=== TEKS BACAAN ===

* * * * * * *

Janji-janji
indah sosialisme tampak begitu menggoda. Ia menjanjikan pemerataan kekayaan,
keadilan sosial, penghapusan eksploitasi. Janji-janji itu amat menarik,
terutama di tengah jurang kesenjangan yang melebar akibat kapitalisme.
Namun,
benarkah sosialisme adalah jalan keluar? Atau justru ia hanyalah ilusi baru.
Menawarkan janji-janji palsu yang berujung pada penderitaan yang sama. Bahkan
lebih parah?
Akar
Pemikiran Sosialisme
Sosialisme
lahir dari kritik terhadap kapitalisme. Kaum sosialis beranggapan bahwa akar
ketidakadilan sosial adalah kepemilikan pribadi atas alat-alat produksi.
Menurut mereka, selama alat-alat produksi dikuasai individu atau kelompok
tertentu, maka eksploitasi atas manusia tidak akan pernah berakhir.
Untuk itu,
sosialisme menawarkan solusi: penghapusan kepemilikan pribadi atas alat-alat
produksi. Lalu menggantinya dengan kepemilikan kolektif atau kendali negara.
Negara diposisikan sebagai “wakil rakyat” yang bertugas mengelola sumber daya
demi keadilan bersama.
Namun, dalam
praktiknya, konsep ini justru melahirkan masalah baru. Negara yang terlalu kuat
dan menguasai seluruh aspek ekonomi, justru membuka jalan bagi tirani negara.
Bukannya membebaskan manusia dari penindasan, sosialisme malah mengubah bentuk
penindasan: dari tangan kapitalis menjadi tangan birokrat negara.
Sejarah
Kegagalan Sosialisme
Sejarah
membuktikan kegagalan sosialisme di berbagai belahan dunia. Uni Soviet, pionir
negara sosialis pertama di dunia, mengalami kemunduran ekonomi parah. Rakyat
dipaksa mengikuti rencana ekonomi negara. Mereka tidak bebas memilih pekerjaan,
tidak bebas berdagang. Juga tidak bebas berpikir.

* * * * * * *

=== TUGAS LATIHAN ===
(a) Jawablah pertanyaan berikut berdasarkan teks tentang sosialisme:
(i) Menurut kaum sosialis, apa akar ketidakadilan sosial?
(ii) Negara diposisikan sebagai apa dalam sosialisme?
(iii) Negara mana yang disebut sebagai pionir negara sosialis pertama di dunia?
(b) Ulangi persis bagian teks tentang sosialisme yang dibuka dengan kata-kata "Menawarkan janji-janji palsu" dan ditutup dengan "demi keadilan bersama.".
(c) Teruskan teks tentang sosialisme mulai setelah kalimat terakhirnya.
Data yang menyertai halaman ini tidak diperlukan.

* * * * * * *

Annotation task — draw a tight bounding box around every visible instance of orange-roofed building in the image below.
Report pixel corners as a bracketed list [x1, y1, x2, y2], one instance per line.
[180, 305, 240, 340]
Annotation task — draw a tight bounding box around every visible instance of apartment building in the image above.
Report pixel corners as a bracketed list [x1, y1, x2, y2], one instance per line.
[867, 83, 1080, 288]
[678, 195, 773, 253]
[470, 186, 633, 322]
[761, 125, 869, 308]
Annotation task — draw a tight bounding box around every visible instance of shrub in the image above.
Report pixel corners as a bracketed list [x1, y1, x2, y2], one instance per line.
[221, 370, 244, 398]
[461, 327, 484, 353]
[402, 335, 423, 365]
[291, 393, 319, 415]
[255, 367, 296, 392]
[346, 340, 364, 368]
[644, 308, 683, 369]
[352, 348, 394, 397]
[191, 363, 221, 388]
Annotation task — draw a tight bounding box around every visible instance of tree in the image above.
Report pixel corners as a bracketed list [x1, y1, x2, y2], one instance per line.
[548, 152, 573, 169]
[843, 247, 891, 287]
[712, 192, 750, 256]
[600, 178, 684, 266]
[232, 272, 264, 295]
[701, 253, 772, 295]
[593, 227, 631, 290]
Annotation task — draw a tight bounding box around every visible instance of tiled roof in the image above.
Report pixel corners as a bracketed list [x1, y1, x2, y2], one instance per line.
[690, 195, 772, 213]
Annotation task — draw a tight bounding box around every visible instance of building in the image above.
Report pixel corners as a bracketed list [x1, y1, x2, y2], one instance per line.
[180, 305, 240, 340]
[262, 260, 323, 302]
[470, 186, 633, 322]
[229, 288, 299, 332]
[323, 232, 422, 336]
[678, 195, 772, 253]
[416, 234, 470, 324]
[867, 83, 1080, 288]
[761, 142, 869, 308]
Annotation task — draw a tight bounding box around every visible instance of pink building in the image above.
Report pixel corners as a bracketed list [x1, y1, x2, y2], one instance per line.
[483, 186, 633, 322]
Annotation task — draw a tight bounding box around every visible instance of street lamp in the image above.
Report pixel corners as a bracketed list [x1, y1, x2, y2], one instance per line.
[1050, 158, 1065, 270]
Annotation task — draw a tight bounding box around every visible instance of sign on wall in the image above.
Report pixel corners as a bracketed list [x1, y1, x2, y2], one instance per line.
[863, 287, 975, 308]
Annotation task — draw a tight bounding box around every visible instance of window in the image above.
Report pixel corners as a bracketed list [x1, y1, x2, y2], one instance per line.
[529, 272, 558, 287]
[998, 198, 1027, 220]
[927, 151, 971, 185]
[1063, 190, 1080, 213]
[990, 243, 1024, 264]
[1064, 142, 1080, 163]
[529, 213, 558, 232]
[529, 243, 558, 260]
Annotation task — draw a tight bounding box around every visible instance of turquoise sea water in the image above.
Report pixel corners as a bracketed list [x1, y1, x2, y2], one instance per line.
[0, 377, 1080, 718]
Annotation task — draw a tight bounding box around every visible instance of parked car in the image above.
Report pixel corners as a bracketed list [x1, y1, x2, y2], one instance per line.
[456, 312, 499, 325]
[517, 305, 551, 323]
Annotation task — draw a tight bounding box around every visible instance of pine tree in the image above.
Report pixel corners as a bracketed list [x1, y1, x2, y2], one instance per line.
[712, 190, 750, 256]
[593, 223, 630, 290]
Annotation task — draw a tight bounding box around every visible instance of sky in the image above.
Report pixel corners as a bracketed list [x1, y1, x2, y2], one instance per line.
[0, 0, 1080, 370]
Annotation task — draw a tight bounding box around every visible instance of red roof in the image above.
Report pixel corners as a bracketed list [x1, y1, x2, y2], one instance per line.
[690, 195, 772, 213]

* * * * * * *

=== JAWABAN YANG DIHARAPKAN ===
(a)
(i) Kepemilikan pribadi atas alat-alat produksi.
(ii) Sebagai "wakil rakyat" yang bertugas mengelola sumber daya demi keadilan bersama.
(iii) Uni Soviet.

(b)
Menawarkan janji-janji palsu yang berujung pada penderitaan yang sama. Bahkan
lebih parah?
Akar
Pemikiran Sosialisme
Sosialisme
lahir dari kritik terhadap kapitalisme. Kaum sosialis beranggapan bahwa akar
ketidakadilan sosial adalah kepemilikan pribadi atas alat-alat produksi.
Menurut mereka, selama alat-alat produksi dikuasai individu atau kelompok
tertentu, maka eksploitasi atas manusia tidak akan pernah berakhir.
Untuk itu,
sosialisme menawarkan solusi: penghapusan kepemilikan pribadi atas alat-alat
produksi. Lalu menggantinya dengan kepemilikan kolektif atau kendali negara.
Negara diposisikan sebagai “wakil rakyat” yang bertugas mengelola sumber daya
demi keadilan bersama.

(c)
Segala
aktivitas ekonomi dikontrol ketat oleh negara. Hasilnya adalah antrian panjang
roti, kelangkaan barang kebutuhan pokok. Dan, tentu saja, represi politik
terhadap siapa saja yang mengkritik sistem.
Akhirnya,
pada tahun 1991, Uni Soviet runtuh setelah puluhan tahun mengalami stagnasi
ekonomi dan ketidakpuasan rakyat.
Kuba, di
bawah Fidel Castro mengalami nasib serupa. Nasionalisasi besar-besaran terhadap
banyak perusahaan swasta awalnya disambut euforia rakyat. Namun seiring waktu,
ekonomi Kuba melemah. Kelangkaan bahan pangan menjadi hal biasa. Rakyat harus
bergantung pada jatah negara yang sangat terbatas. Bahkan hingga kini, Kuba
tetap menjadi negara miskin meski telah lebih dari 60 tahun menerapkan
sosialisme.
Venezuela
memberikan contoh lebih mutakhir. Hugo Chavez dan penerusnya menerapkan
sosialisme abad 21. Saat itu banyak perusahaan dinasionalisasi atas nama
rakyat. Namun kebijakan itu justru menghancurkan produktivitas, menciptakan
hiperinflasi, dan kelangkaan pangan. Akibatnya eksodus besar-besaran rakyat
keluar negeri tak terhindari.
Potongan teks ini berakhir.